Reading text:
2

I'm running a computationally heavy program on a list of files in bash. If I do them one at a time, I do not utilize my computer power, yet if I append the & symbol to the command to run them in background processes, I'm running too many. What I'm looking for is a way to specify that I want n processes to work through a particular list of items files. When one finishes, it moves on to another.

As a minimal example, here is some setup code to replicate my situation:

$ mkdir test
$ cd test

$for i in {1..1000}
>do
>   echo "$i" >> $i.txt
> done

How would I use (say) 2 processes only to process this list of files so that the output in each file does some arbitrary operation to the number $i (maybe add two or something) and then prints, done by process 1 or 2, depending on whether process 1 or 2 did the operation?

CiaranWelsh
  • 7,014
  • 10
  • 53
  • 106
  • Possible duplicate of [How to parallelize for-loop in bash limiting number of processes](https://stackoverflow.com/questions/38774355/how-to-parallelize-for-loop-in-bash-limiting-number-of-processes) – Aserre Jun 21 '19 at 10:13
  • Here's how you can do it in pure in-shell, possibly without nonstandard external utils: https://unix.stackexchange.com/a/216475/23692. – Petr Skocik Jun 21 '19 at 11:33

2 Answers2

2

Your example is not very sensible so it is hard to advise you better, but you can use GNU Parallel for this.

Material shown:
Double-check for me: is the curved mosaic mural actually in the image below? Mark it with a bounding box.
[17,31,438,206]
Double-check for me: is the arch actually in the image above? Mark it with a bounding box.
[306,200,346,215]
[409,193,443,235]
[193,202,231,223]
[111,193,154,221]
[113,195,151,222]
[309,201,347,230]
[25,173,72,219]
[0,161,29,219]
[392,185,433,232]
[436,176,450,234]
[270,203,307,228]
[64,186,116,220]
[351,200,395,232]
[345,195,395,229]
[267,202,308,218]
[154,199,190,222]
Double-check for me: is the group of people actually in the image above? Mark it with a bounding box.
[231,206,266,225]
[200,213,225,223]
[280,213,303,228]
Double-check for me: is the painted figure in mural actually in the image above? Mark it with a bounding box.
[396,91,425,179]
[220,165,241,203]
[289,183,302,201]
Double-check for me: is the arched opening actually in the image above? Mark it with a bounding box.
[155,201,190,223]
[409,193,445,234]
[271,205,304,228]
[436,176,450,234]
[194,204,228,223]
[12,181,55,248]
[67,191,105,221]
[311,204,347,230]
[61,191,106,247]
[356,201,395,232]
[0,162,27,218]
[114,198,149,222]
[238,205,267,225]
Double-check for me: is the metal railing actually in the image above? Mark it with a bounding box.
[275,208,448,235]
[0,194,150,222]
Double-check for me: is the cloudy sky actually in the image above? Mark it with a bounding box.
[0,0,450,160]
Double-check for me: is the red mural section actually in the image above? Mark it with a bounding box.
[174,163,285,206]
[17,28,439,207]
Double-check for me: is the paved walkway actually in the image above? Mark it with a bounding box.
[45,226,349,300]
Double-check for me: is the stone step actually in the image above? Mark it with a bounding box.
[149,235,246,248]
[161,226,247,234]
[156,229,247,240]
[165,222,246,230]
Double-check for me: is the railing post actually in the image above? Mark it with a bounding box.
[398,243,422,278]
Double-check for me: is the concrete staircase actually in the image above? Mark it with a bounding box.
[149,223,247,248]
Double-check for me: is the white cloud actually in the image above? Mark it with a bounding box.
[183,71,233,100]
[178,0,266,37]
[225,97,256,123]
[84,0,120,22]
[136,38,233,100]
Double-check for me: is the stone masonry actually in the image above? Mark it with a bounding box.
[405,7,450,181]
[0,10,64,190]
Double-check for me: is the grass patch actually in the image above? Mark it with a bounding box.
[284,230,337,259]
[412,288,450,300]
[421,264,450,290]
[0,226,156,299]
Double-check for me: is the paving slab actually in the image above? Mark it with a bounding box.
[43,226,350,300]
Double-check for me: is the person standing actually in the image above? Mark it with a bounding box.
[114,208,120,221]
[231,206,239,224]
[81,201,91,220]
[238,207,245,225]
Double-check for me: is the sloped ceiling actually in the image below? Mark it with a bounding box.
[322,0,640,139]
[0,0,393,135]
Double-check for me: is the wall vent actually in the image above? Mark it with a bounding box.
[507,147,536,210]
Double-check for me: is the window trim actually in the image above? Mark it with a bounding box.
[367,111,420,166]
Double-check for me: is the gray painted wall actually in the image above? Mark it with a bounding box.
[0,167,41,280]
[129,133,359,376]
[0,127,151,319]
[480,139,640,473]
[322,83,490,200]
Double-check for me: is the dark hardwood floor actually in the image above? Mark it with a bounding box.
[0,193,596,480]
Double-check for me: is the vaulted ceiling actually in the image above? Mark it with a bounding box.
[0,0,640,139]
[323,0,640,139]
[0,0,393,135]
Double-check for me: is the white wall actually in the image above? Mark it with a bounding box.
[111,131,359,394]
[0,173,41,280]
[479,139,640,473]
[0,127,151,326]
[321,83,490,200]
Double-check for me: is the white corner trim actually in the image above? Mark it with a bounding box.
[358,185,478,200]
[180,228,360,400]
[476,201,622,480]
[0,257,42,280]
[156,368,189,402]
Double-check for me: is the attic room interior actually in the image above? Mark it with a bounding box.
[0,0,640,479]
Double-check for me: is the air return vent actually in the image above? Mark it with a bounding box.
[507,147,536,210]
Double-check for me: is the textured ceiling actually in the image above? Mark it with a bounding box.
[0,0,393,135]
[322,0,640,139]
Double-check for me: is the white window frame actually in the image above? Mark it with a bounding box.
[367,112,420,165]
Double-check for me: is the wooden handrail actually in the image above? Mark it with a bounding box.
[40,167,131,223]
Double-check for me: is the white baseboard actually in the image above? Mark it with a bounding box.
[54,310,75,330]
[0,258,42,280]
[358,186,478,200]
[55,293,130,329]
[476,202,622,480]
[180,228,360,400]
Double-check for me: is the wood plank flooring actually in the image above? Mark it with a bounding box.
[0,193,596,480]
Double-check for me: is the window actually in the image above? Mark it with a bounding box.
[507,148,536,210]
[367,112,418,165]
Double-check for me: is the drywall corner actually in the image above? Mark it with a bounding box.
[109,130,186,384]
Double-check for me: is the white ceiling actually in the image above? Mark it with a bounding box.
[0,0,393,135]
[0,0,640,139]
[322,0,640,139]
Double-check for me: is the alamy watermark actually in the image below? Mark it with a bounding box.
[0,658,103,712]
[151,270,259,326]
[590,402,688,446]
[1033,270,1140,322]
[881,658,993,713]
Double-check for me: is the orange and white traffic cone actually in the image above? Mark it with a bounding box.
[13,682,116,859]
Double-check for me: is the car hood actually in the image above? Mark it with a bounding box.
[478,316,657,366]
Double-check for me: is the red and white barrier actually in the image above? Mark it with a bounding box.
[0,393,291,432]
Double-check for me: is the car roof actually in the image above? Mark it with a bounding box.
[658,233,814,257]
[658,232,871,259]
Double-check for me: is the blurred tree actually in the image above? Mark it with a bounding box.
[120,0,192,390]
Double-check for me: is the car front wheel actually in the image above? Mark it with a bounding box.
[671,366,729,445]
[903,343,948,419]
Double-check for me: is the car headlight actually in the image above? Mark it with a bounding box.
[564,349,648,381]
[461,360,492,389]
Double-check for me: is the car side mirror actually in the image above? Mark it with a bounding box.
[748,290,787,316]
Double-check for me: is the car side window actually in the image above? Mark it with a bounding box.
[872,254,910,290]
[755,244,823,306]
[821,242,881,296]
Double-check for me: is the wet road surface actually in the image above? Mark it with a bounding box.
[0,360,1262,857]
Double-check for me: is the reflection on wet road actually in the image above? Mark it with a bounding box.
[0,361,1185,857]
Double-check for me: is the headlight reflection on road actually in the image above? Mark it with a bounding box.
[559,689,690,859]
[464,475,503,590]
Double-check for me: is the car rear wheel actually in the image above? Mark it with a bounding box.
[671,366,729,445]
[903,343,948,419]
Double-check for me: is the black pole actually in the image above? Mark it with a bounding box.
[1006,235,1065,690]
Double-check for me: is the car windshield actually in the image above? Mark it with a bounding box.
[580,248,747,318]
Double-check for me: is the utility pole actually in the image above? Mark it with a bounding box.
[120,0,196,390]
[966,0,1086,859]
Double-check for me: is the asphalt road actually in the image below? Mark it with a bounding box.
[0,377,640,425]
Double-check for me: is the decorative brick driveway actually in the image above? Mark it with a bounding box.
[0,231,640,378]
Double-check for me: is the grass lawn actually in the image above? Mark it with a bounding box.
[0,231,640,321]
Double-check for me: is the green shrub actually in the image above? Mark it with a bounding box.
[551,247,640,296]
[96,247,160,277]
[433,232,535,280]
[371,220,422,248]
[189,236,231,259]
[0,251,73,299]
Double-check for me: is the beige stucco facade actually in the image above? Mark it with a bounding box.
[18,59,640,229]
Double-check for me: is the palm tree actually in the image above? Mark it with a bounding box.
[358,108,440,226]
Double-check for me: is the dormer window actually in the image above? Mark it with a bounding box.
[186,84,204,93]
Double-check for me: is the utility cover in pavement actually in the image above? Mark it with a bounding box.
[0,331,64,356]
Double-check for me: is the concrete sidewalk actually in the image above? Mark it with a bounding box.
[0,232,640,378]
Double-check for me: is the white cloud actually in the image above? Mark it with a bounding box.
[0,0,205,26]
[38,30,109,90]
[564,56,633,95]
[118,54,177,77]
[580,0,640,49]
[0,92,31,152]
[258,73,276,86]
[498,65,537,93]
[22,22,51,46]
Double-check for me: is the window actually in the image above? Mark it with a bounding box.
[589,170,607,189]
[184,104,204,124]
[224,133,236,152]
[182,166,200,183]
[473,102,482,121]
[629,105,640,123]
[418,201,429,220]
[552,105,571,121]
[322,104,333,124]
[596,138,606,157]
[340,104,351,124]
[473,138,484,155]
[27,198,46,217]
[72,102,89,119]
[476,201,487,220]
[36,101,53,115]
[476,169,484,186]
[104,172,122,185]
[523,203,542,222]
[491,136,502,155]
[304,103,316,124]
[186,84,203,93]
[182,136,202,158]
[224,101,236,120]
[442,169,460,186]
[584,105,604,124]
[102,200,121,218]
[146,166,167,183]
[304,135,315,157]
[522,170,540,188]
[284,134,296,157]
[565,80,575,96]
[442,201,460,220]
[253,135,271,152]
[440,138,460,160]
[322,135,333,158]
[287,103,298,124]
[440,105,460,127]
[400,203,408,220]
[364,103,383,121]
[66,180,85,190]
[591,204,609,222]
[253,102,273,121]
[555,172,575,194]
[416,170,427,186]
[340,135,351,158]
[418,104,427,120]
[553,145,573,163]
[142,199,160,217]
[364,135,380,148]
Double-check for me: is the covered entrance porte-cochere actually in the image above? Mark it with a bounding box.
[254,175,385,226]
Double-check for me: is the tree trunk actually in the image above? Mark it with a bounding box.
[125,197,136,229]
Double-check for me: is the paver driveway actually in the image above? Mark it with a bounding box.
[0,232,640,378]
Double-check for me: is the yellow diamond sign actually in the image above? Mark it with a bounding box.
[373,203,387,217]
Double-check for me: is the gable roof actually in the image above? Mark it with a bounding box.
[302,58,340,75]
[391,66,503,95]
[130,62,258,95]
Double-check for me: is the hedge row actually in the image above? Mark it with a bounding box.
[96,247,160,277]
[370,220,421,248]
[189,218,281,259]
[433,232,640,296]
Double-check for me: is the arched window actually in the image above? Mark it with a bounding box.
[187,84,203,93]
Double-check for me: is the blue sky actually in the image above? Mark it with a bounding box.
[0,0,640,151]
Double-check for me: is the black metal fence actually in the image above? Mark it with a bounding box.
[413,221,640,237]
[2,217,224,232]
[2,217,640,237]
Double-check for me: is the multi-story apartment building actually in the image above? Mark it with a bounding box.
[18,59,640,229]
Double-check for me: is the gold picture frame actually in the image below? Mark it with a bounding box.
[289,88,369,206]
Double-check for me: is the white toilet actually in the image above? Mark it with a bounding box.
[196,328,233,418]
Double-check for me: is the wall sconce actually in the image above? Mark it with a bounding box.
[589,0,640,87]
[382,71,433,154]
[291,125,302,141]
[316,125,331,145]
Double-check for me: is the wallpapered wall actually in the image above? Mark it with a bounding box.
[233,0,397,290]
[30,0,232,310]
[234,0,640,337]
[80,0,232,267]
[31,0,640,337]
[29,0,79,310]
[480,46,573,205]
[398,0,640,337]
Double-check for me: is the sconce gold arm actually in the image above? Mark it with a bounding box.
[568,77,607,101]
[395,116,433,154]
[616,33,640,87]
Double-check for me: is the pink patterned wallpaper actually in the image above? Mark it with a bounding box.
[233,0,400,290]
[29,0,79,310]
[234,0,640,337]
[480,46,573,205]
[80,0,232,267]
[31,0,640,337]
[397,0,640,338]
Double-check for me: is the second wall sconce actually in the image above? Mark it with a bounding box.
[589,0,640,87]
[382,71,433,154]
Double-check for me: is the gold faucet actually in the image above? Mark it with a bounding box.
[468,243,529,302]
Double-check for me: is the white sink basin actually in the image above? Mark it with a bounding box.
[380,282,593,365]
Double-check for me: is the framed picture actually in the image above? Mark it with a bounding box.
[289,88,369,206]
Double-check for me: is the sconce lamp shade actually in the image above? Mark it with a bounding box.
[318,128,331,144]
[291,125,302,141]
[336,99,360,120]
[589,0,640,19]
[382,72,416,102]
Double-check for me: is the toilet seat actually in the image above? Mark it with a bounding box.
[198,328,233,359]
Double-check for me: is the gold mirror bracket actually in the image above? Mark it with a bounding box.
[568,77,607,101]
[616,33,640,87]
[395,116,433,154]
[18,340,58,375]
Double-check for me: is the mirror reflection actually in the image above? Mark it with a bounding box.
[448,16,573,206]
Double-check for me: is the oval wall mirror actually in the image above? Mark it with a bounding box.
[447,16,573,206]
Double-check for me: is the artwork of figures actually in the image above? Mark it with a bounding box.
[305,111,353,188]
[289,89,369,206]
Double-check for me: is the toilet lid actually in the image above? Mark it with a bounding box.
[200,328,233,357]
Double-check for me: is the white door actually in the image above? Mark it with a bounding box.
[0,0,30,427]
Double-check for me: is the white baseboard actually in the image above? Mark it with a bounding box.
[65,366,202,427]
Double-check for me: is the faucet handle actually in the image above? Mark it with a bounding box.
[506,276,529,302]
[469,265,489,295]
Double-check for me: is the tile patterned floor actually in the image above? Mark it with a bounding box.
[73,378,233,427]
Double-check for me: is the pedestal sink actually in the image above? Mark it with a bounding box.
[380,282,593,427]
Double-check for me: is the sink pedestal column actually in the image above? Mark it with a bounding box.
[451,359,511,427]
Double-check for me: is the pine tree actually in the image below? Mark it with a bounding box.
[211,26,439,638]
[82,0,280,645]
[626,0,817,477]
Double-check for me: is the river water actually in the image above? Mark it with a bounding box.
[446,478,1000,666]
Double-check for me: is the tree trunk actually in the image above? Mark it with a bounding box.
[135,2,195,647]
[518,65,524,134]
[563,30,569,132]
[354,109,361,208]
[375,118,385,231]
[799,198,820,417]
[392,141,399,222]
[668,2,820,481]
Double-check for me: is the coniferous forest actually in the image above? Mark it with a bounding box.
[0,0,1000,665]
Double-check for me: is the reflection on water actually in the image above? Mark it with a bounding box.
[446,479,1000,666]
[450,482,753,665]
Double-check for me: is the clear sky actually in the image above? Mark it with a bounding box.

Description of the task: Write the next part of the bash thread about running files through a fixed number of parallel processes, starting right after its last sentence.

Answer to the exercise:
Say you want to run HeavyProcessing on all files starting with SeriousData using two CPU cores in parallel:

parallel -j 2 HeavyProcessing ::: SeriousData*

Slightly different example, say the filenames you want to process are in a file called FileList.txt and you want to run one process per core that your CPU has and also get a progress bar:

parallel -a FileList.txt --bar HeavyProcessing
Mark Setchell
  • 191,897
  • 31
  • 273
  • 432
1

One solution could be xargs -P but it requires some extra noise to make it work. Here is a solution that maps to your example:

printf '%s\0' {1..1000} | xargs -0 -rn1 -P2 bash -c 'echo "$1" >> "$1".txt' --

explanation:

  • -0: separate input parameters at \0 byte (because that's what printf '%s\0' … sends)
  • -r: don't run anything, if there is no input
  • -n1: use only one input parameter per process
  • -P2: use at most 2 parallel processes
  • bash -c '…' --: the program to run; running a shell from xargs requires -- to properly bind the positional parameters
  • 'echo "$1" >> "$1".txt': the actual piece of shell code

The last pieces get a lot easier, if the bulk code you want to run does not require special shell features like redirection. You could run your program explicitly from xargs without a bash -c indirection.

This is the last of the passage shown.